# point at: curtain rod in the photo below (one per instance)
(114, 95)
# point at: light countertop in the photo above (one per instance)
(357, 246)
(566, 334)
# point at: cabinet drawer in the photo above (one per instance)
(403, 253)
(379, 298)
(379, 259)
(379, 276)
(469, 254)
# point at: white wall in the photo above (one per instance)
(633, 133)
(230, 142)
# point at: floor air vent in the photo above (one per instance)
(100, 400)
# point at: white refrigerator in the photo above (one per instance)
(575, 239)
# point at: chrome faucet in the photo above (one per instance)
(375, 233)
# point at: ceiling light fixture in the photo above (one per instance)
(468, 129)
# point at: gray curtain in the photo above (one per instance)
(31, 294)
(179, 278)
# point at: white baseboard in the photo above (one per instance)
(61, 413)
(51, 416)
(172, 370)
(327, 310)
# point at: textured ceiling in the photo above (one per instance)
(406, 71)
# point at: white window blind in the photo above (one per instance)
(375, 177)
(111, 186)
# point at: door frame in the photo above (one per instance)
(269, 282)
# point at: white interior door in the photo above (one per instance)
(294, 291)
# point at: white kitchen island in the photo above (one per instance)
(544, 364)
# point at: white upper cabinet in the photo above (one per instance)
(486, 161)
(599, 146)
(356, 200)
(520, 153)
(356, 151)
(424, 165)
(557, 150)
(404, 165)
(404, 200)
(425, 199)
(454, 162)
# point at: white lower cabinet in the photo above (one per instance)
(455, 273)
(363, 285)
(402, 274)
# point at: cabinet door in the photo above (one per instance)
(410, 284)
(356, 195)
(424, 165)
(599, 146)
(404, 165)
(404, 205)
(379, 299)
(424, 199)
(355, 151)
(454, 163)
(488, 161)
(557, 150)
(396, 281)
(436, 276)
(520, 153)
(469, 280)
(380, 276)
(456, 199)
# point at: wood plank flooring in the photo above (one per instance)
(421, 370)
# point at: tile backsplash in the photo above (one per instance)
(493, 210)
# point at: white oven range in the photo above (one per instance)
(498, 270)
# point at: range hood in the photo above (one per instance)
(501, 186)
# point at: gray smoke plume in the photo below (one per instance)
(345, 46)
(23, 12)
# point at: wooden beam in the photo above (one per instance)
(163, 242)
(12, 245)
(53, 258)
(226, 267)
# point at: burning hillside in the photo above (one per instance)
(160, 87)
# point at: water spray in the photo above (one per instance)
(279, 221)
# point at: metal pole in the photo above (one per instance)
● ● ● ● ●
## Work required
Copy every line of the material, please, keeping it exactly the same.

## Response below
# point at: curtain rod in the photo below (one per instance)
(114, 95)
# point at: light countertop in the photo above (one per instance)
(357, 246)
(566, 334)
# point at: cabinet drawer in the photo above (one per instance)
(403, 253)
(379, 298)
(379, 259)
(379, 276)
(469, 254)
# point at: white wall in the photo above (one per instance)
(633, 133)
(230, 142)
# point at: floor air vent in the photo above (one per instance)
(100, 400)
# point at: white refrigerator in the photo above (one per instance)
(575, 239)
# point at: chrome faucet in the photo above (one per instance)
(375, 233)
# point at: ceiling light fixture in the photo above (one per instance)
(468, 129)
# point at: gray curtain in the photo above (one per instance)
(31, 294)
(179, 278)
# point at: white baseboard in the photo above (one per instance)
(61, 413)
(51, 416)
(172, 370)
(327, 310)
# point at: textured ceiling in the photo above (one per instance)
(406, 71)
# point at: white window blind in the photo above (one per instance)
(375, 177)
(111, 186)
# point at: door frame in the photo above (one per instance)
(269, 282)
# point at: white interior door in the photo above (one per instance)
(294, 291)
# point at: white kitchen island in the photo above (one per instance)
(544, 364)
# point at: white upper cabinet in the photo above (one per instance)
(486, 161)
(599, 146)
(356, 200)
(520, 153)
(356, 151)
(424, 165)
(557, 150)
(404, 165)
(404, 200)
(425, 199)
(454, 162)
# point at: white lower cabinet in the photo above (one per instance)
(455, 273)
(363, 285)
(402, 274)
# point at: cabinet door in the photo above (one per instance)
(410, 284)
(356, 195)
(424, 165)
(599, 146)
(404, 165)
(404, 205)
(379, 299)
(424, 199)
(355, 151)
(454, 163)
(488, 161)
(557, 150)
(396, 281)
(436, 276)
(520, 153)
(469, 280)
(380, 276)
(456, 199)
# point at: wood plank flooring in the photo above (one per instance)
(421, 370)
# point at: tile backsplash in the photo above (one per instance)
(493, 210)
# point at: white oven range in the photo above (one per instance)
(498, 270)
# point at: range hood in the photo above (one per instance)
(501, 186)
# point at: gray smoke plume in the photo below (one per instance)
(345, 46)
(23, 12)
# point at: wooden beam in the photo above (one per instance)
(163, 242)
(12, 245)
(53, 258)
(226, 267)
# point at: burning hillside in the photo above (one per instance)
(160, 87)
# point at: water spray in the photo above (one per instance)
(279, 221)
# point at: metal pole in the photo above (one per instance)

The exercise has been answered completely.